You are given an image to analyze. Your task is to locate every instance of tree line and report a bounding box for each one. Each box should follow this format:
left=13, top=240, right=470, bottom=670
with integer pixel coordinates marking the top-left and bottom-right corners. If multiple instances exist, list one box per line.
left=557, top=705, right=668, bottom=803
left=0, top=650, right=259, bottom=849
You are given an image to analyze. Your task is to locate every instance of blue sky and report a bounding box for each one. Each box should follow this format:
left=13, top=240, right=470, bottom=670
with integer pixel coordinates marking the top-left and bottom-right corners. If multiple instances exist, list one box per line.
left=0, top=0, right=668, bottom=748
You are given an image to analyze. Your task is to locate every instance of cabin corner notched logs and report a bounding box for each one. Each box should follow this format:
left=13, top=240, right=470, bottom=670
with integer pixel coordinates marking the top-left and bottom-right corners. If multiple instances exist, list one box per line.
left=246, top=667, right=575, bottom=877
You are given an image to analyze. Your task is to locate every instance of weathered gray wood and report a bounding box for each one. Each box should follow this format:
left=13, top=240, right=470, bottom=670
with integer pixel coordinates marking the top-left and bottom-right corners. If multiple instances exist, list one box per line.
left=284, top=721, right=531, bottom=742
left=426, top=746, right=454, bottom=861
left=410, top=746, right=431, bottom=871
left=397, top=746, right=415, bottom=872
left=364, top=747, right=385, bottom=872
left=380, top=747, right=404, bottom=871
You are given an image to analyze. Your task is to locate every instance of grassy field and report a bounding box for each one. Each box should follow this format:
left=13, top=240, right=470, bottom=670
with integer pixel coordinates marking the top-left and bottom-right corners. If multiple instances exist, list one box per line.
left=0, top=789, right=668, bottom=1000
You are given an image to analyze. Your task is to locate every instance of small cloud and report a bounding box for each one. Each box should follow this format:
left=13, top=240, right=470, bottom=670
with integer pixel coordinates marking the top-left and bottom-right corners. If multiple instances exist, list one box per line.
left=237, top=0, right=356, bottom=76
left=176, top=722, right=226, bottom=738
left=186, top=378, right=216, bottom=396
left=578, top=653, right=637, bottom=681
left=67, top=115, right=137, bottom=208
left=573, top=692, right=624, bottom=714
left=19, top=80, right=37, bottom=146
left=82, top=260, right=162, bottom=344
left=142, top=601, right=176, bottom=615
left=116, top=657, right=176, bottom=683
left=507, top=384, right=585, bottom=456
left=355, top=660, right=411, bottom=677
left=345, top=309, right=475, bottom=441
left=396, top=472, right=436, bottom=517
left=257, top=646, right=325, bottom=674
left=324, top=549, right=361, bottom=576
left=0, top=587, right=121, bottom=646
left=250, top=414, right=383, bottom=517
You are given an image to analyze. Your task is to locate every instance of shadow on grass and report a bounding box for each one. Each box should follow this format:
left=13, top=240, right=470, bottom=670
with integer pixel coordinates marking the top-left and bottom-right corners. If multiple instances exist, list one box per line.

◆ SHORT EXERCISE
Reproduce every one of the rows above word for word, without changing anything.

◆ OUTPUT FOR THIS TASK
You are given an image to analyze. Your task is to locate every instance of tree line and report a bounding box for each one. Each box should follow this format:
left=13, top=240, right=470, bottom=670
with integer pixel coordinates marking the top-left and bottom-right corners. If multiple instances exist, list one box per line.
left=557, top=705, right=668, bottom=803
left=0, top=650, right=259, bottom=849
You are given an image to analyze. Your task is to locate every instance of blue sky and report a bounding box for each one. Each box should follow this format:
left=13, top=240, right=470, bottom=670
with integer pixel coordinates marking the top-left and bottom-right corners. If multiple instances exist, list one box per line.
left=0, top=0, right=668, bottom=748
You are given an image to analyze. Your task is to locate every instance of cabin corner notched logs and report a bounding box for each one. Each box should follow this format:
left=13, top=240, right=470, bottom=670
with integer pixel coordinates marking the top-left and bottom-right corners. If multiple instances exist, list one box per line.
left=246, top=667, right=575, bottom=877
You are given an image to analyze. Your task is to locate every instance of weathered gray wood and report a bounding box for each one. Each box should follow this format:
left=13, top=240, right=470, bottom=670
with integer pixel coordinates marking the top-left and bottom-right corners. If multiple instances exist, list one box per line.
left=284, top=721, right=531, bottom=742
left=426, top=746, right=454, bottom=861
left=410, top=746, right=431, bottom=871
left=397, top=746, right=415, bottom=872
left=364, top=747, right=385, bottom=872
left=380, top=747, right=404, bottom=871
You are given an image to analyze. Your task is to locate every instance of grassy field and report a bounding box for each one. Each box should follow this format:
left=13, top=240, right=470, bottom=670
with integer pixel coordinates marking the top-left and bottom-right corners. If multiple instances exist, list one box per line.
left=0, top=789, right=668, bottom=1000
You are given an image to analyze. Your task is to locate every instance of small cloud and report a bounding box for each one. Each box should follow this format:
left=13, top=240, right=470, bottom=670
with integer pixel coordinates marking the top-left and bottom-right corners. If multiple instances exist, list one box per line.
left=237, top=0, right=356, bottom=76
left=176, top=722, right=226, bottom=738
left=186, top=378, right=216, bottom=396
left=578, top=653, right=637, bottom=681
left=67, top=115, right=137, bottom=208
left=573, top=692, right=624, bottom=714
left=19, top=80, right=37, bottom=146
left=82, top=260, right=162, bottom=344
left=142, top=601, right=176, bottom=615
left=116, top=657, right=176, bottom=683
left=507, top=384, right=585, bottom=456
left=355, top=660, right=411, bottom=677
left=345, top=309, right=475, bottom=441
left=396, top=472, right=436, bottom=517
left=257, top=646, right=325, bottom=674
left=324, top=549, right=361, bottom=576
left=0, top=587, right=121, bottom=646
left=250, top=414, right=383, bottom=517
You are given an image to analyze. Your task is to locate every instance of shadow on grass and report a bounding box for each one. Each box should follow this format:
left=13, top=240, right=470, bottom=670
with integer pixel coordinates marking the top-left and bottom-right corners. If multiple instances exist, list one box per line.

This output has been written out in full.